** START SUPPLIED RECORDS **

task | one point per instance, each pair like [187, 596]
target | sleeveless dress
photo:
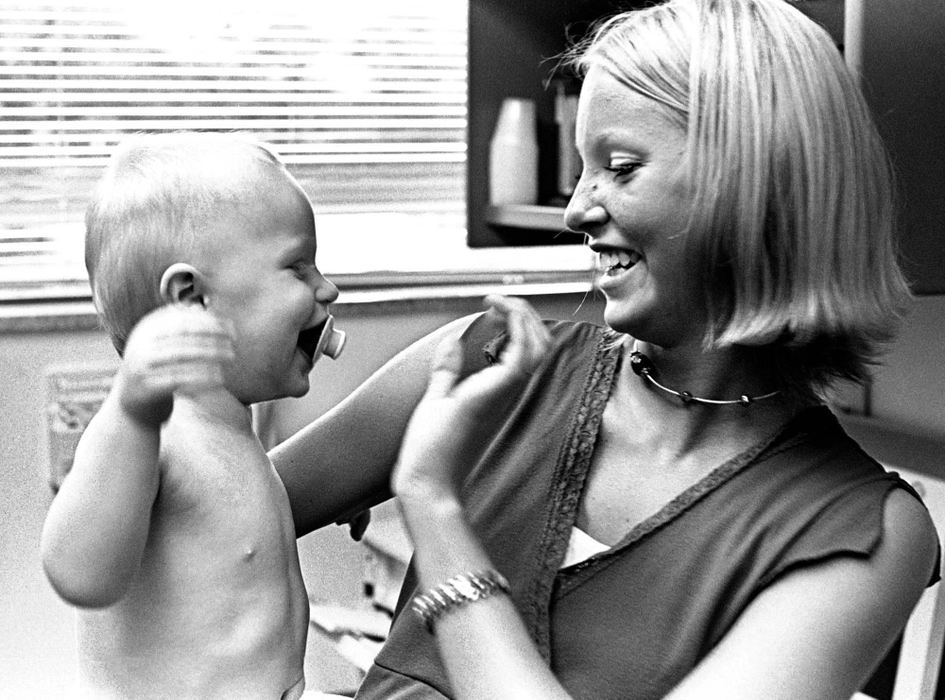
[631, 622]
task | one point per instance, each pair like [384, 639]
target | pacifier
[331, 341]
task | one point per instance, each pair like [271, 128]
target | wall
[36, 644]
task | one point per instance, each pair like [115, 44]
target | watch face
[465, 588]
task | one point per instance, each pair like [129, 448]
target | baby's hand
[173, 348]
[453, 420]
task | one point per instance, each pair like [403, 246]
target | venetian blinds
[365, 102]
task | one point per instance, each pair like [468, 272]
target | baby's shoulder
[204, 466]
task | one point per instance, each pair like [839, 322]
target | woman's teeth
[614, 260]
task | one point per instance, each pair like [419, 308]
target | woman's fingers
[447, 361]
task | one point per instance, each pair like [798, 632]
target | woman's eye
[623, 168]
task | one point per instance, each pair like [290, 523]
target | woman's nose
[584, 211]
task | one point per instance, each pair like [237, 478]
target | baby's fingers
[528, 338]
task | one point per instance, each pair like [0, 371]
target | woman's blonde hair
[793, 216]
[150, 208]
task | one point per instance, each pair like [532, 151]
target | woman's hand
[454, 419]
[173, 348]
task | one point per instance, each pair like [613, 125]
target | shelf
[531, 216]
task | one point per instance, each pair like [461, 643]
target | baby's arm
[97, 526]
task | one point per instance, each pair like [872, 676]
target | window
[365, 100]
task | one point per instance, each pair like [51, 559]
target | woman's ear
[182, 284]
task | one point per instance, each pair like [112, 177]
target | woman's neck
[676, 426]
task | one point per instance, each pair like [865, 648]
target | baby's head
[152, 208]
[215, 220]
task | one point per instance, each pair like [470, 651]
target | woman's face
[633, 201]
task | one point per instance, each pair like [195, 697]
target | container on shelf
[513, 154]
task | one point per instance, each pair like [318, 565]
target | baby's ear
[181, 284]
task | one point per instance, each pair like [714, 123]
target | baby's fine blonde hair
[150, 207]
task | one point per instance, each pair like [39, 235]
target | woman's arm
[485, 646]
[341, 462]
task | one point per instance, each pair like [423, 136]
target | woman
[663, 507]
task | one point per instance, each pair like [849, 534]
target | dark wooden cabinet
[513, 52]
[898, 47]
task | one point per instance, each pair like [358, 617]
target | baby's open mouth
[308, 340]
[613, 261]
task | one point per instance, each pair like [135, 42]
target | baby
[172, 533]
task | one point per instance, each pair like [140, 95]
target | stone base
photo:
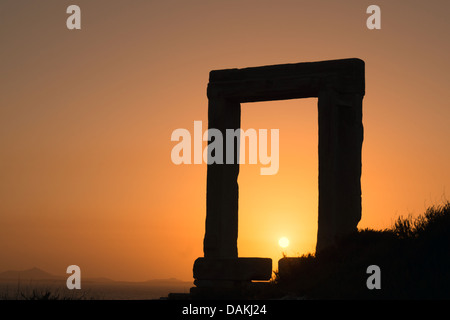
[233, 269]
[229, 278]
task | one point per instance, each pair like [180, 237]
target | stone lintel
[287, 81]
[233, 269]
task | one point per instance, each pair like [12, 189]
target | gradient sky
[86, 117]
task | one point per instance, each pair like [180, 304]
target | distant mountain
[170, 281]
[30, 274]
[38, 274]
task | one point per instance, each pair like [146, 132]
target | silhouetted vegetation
[44, 293]
[413, 256]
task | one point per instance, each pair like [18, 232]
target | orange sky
[86, 117]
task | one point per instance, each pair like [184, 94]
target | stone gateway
[339, 86]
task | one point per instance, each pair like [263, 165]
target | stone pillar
[222, 193]
[340, 144]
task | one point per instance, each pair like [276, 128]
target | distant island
[37, 284]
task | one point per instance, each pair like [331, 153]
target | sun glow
[283, 242]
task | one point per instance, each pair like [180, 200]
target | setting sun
[283, 242]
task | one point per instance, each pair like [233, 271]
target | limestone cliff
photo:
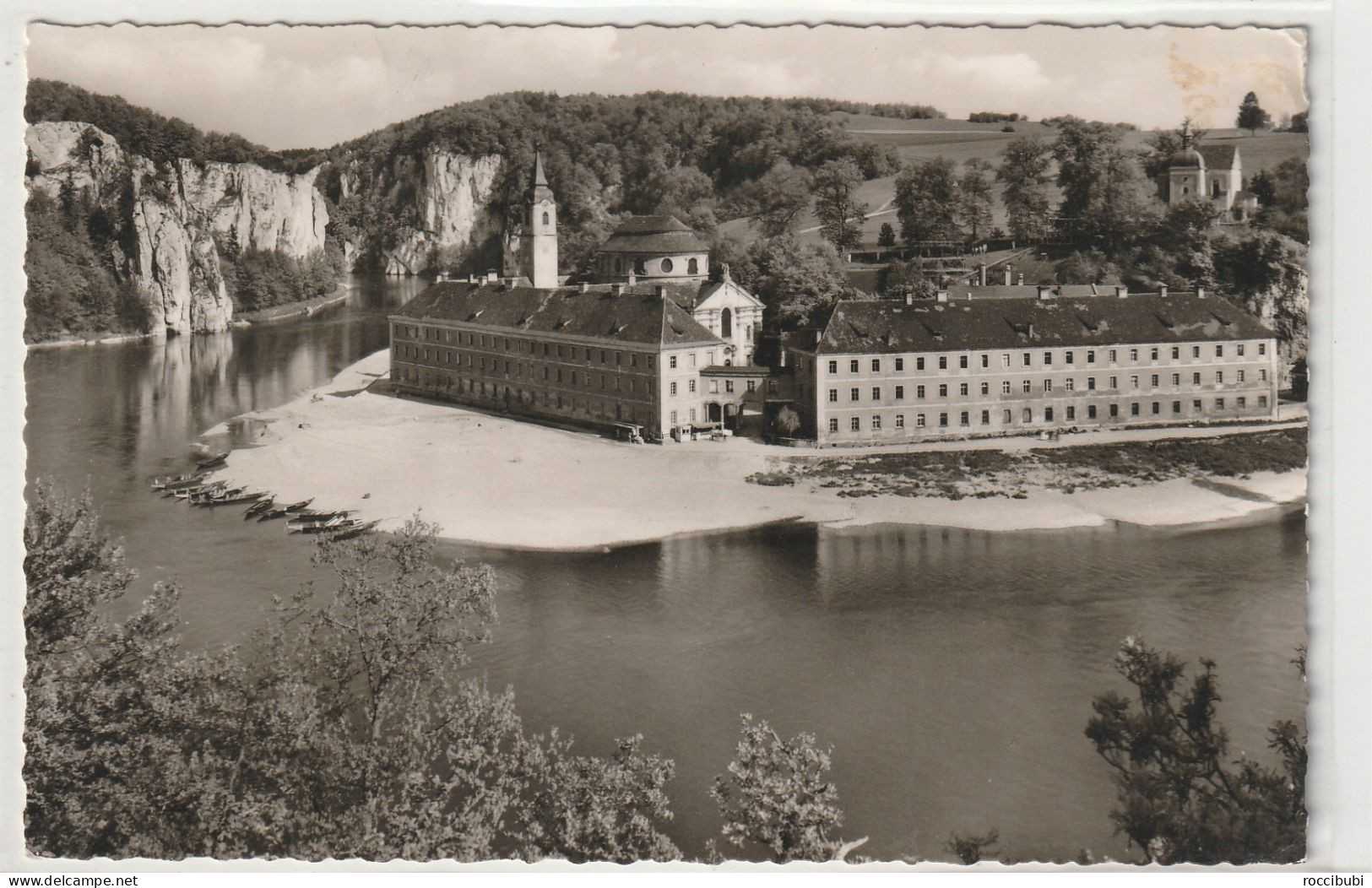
[443, 202]
[171, 216]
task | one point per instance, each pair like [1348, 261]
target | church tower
[538, 241]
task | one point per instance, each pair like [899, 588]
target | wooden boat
[280, 511]
[322, 528]
[234, 499]
[190, 493]
[179, 482]
[230, 497]
[317, 517]
[355, 528]
[258, 508]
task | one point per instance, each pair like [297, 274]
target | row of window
[527, 346]
[445, 357]
[443, 383]
[1027, 386]
[1047, 416]
[1027, 357]
[571, 377]
[713, 386]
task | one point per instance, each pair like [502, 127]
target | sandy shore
[501, 482]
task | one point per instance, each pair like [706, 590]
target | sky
[296, 87]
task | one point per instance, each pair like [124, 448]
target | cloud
[313, 87]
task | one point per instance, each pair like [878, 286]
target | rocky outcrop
[263, 208]
[179, 268]
[449, 198]
[175, 213]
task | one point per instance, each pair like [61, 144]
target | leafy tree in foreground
[926, 201]
[1251, 117]
[840, 214]
[344, 728]
[1180, 799]
[1024, 169]
[778, 796]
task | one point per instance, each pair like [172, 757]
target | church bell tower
[538, 241]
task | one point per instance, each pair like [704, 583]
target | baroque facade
[653, 344]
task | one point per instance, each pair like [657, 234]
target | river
[952, 671]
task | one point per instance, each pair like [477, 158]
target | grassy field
[957, 474]
[962, 140]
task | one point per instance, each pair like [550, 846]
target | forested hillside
[431, 192]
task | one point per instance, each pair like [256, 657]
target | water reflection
[951, 670]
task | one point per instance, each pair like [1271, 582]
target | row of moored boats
[198, 490]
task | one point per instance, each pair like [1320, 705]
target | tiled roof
[637, 315]
[1021, 291]
[653, 234]
[888, 327]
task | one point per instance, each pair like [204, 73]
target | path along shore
[500, 482]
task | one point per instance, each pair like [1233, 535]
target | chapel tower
[538, 241]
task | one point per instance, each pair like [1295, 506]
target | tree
[778, 796]
[778, 198]
[1024, 169]
[1104, 199]
[1180, 800]
[786, 421]
[800, 283]
[969, 848]
[926, 201]
[974, 198]
[1251, 117]
[840, 214]
[344, 728]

** END SUPPLIED RECORDS **

WHAT THE TASK REQUIRES:
Output every entry verbatim. Pictures do not belong in the copy.

COMPLETE OUTPUT:
task | one point per instance, each pair like [187, 596]
target | sleeveless dress
photo:
[631, 622]
task | one point per instance, each pair like [384, 639]
target | pacifier
[331, 341]
task | one point per instance, each pair like [271, 128]
target | wall
[36, 644]
task | one point per instance, each pair like [115, 44]
target | watch face
[465, 588]
task | one point per instance, each pair like [129, 448]
target | baby's hand
[173, 348]
[453, 420]
task | one point per instance, each pair like [403, 246]
target | venetian blinds
[365, 102]
task | one point per instance, each pair like [468, 272]
target | baby's shoulder
[204, 466]
task | one point per instance, each pair like [839, 322]
target | woman's teeth
[614, 260]
task | one point per instance, each pair like [419, 308]
target | woman's fingers
[447, 361]
task | one point per instance, each pair like [798, 632]
target | woman's eye
[623, 168]
task | one point per instance, each pair like [290, 523]
target | woman's nose
[584, 211]
task | one point per instance, each pair like [237, 478]
target | baby's fingers
[528, 338]
task | one point per instance, each pair like [0, 371]
target | woman's blonde hair
[793, 216]
[150, 208]
task | one point per instance, each pair like [532, 151]
target | woman's hand
[454, 419]
[173, 348]
task | one point per instance, each pair like [613, 125]
target | shelf
[531, 216]
task | one point per instance, each pair like [461, 643]
target | baby's arm
[97, 526]
task | one point per instance, each pair like [872, 676]
target | window
[365, 100]
task | one point per instance, each pair like [51, 559]
target | woman's ear
[182, 284]
task | one point per instance, each pair like [112, 177]
target | woman's neck
[676, 426]
task | one point per instance, each pair like [865, 648]
target | baby's head
[152, 208]
[215, 220]
task | one point per instance, each pair like [470, 651]
target | woman's face
[633, 201]
task | one point per instance, each pair like [195, 697]
target | container on shelf
[513, 154]
task | one point per instance, each pair like [318, 565]
target | baby's ear
[181, 284]
task | one point per instance, each pair like [714, 123]
target | baby's fine blonde hair
[150, 207]
task | one point per instance, each pair like [39, 235]
target | woman's arm
[485, 646]
[341, 462]
task | one point per instance, each pair like [423, 136]
target | woman
[663, 507]
task | one point per instance, each pair like [849, 534]
target | dark wooden cabinet
[513, 52]
[898, 47]
task | one point per instance, each pair like [358, 617]
target | baby's open mouth
[308, 340]
[613, 261]
task | one point per instance, each pair like [135, 42]
target | baby
[172, 533]
task | one point per instance, each pair like [140, 95]
target | stone base
photo:
[233, 269]
[229, 278]
task | one point per instance, each pair like [180, 237]
target | stone lintel
[287, 81]
[233, 269]
task | one point per instance, each pair like [12, 189]
target | gradient sky
[86, 117]
task | one point per instance, each pair like [180, 304]
target | distant mountain
[170, 281]
[30, 274]
[38, 274]
task | one point per instance, each pair like [146, 132]
target | silhouetted vegetation
[44, 293]
[413, 256]
task | one point per instance, each pair like [18, 232]
target | orange sky
[86, 117]
task | one point per instance, each pair like [184, 94]
target | stone gateway
[339, 86]
task | one point per instance, each pair like [263, 165]
target | stone pillar
[222, 193]
[340, 144]
task | one point per instance, each pair like [276, 128]
target | distant island
[37, 284]
task | one point per instance, each pair like [331, 153]
target | sun glow
[283, 242]
task | one point per instance, each pair like [180, 200]
target | setting sun
[283, 242]
task | one point per instance, each pair like [233, 271]
target | limestone cliff
photo:
[443, 202]
[171, 216]
task | one point per instance, each pair like [1348, 261]
target | church tower
[538, 241]
task | one point per instance, each pair like [899, 588]
target | wooden boat
[280, 511]
[322, 528]
[234, 499]
[190, 493]
[179, 482]
[230, 497]
[317, 517]
[355, 528]
[258, 508]
task | one point per instance, each pair like [297, 274]
target | row of window
[527, 346]
[445, 357]
[443, 383]
[1027, 386]
[1047, 416]
[1027, 357]
[571, 377]
[713, 386]
task | one point per instance, each pair like [502, 127]
target | sandy shore
[501, 482]
task | one point per instance, each pair like [706, 590]
target | sky
[296, 87]
task | one point per instance, each pair like [124, 448]
target | cloud
[313, 87]
task | one point per instance, each pair like [878, 286]
target | rocky outcrop
[263, 208]
[179, 268]
[449, 198]
[175, 213]
task | one point per instance, each pair like [61, 144]
target | leafy tree in foreground
[926, 201]
[1251, 117]
[840, 214]
[344, 728]
[1180, 799]
[1024, 169]
[778, 796]
task | one point per instance, each pair like [172, 757]
target | church bell tower
[538, 241]
task | one point per instance, each pair like [704, 583]
target | baroque facade
[653, 344]
task | one point per instance, each pair like [657, 234]
target | river
[952, 671]
task | one point per instance, each pair like [477, 158]
target | grassy field
[957, 474]
[962, 140]
task | one point per instance, each pair like [550, 846]
target | forested hillside
[431, 192]
task | one point per instance, each pair like [256, 657]
target | water reflection
[951, 670]
task | one point per instance, each pair like [1271, 582]
target | row of moored boats
[198, 490]
task | one point per instance, each pair like [1320, 705]
target | tiled roof
[637, 315]
[1021, 291]
[653, 234]
[888, 327]
task | one point per instance, each pair like [204, 73]
target | path along shore
[500, 482]
task | one point per instance, each pair like [1233, 535]
target | chapel tower
[538, 241]
task | one point per instance, each pair like [1295, 506]
target | tree
[778, 796]
[778, 198]
[1024, 169]
[1104, 199]
[1180, 800]
[786, 421]
[800, 283]
[969, 848]
[926, 201]
[974, 198]
[1251, 117]
[840, 214]
[344, 728]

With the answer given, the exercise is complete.